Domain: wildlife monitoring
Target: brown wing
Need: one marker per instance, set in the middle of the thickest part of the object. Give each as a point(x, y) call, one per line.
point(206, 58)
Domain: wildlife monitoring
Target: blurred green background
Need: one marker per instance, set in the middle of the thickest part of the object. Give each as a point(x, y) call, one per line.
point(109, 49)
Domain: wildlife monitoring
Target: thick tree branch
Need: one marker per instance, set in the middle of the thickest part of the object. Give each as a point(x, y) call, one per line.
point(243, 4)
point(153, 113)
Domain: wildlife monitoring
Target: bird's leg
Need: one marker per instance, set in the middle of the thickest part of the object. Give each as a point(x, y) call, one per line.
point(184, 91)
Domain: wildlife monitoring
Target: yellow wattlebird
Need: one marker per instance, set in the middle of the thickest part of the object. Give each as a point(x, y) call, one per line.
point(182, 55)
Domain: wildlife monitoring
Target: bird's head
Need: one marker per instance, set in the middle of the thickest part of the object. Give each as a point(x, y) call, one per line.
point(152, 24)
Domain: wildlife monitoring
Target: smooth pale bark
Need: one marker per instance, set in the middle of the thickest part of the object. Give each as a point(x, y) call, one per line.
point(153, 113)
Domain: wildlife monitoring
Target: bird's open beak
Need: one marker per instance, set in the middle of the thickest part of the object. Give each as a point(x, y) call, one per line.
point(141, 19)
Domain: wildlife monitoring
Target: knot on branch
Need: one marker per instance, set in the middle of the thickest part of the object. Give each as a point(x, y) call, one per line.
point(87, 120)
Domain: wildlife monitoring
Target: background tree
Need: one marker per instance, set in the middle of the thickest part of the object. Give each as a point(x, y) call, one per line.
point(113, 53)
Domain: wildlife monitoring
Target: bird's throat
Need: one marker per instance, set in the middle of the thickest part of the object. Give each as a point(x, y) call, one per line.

▸ **Exercise**
The answer must be an exact copy of every record above.

▸ **Answer for this exercise**
Domain: wildlife monitoring
Target: brown wing
Need: one marker per instance, set in the middle of the thickest part of the object. Give each as a point(x, y) call, one per line.
point(206, 58)
Domain: wildlife monitoring
Target: blurred green background
Need: one marker per instance, set in the middle of the thickest part of the object. Give each as a point(x, y) call, one per line.
point(109, 49)
Domain: wildlife monitoring
Target: thick tree branch
Need: one marker per instance, set in the middle of the thickest part of the object. Give each as a point(x, y) call, one per line.
point(243, 4)
point(153, 113)
Domain: wildlife monitoring
Target: bird's leg
Need: one marker per instance, set in the middle of the thickest part of the object. Give each as a point(x, y) call, one per line.
point(184, 91)
Domain: wildlife monitoring
Target: yellow wattlebird
Need: one marker per instance, set in the middle of the thickest part of the object. Give each as a point(x, y) call, one per line.
point(182, 55)
Domain: wildlife monitoring
Target: bird's head
Need: one marker per instance, set in the middle of the thickest part of the object. Give each as a point(x, y) call, one per line.
point(152, 24)
Domain: wildlife monitoring
Target: smooth pale bark
Need: one marker per instance, set in the middle of the thickest part of the object. Give each as a point(x, y) call, one per line.
point(153, 113)
Domain: wildlife monitoring
Target: bird's open beak
Need: one marker per instance, set in the middle of the thickest part of the object. Give each as a point(x, y) call, one per line.
point(141, 19)
Domain: wildlife monitoring
Target: knot on branch
Need: one marker per instance, set in the middle of the thickest part of the object. Give each as a point(x, y) call, one per line.
point(87, 120)
Domain: wildlife monitoring
Target: background tree
Need: one marker per instance, set in the middle of the thickest part of the object. Give each as a point(x, y) call, one per line.
point(113, 53)
Domain: wildlife monitoring
Target: bird's throat
Need: one marker per instance, set in the middle of the thickest part of the object. Give each as a point(x, y) call, one per line.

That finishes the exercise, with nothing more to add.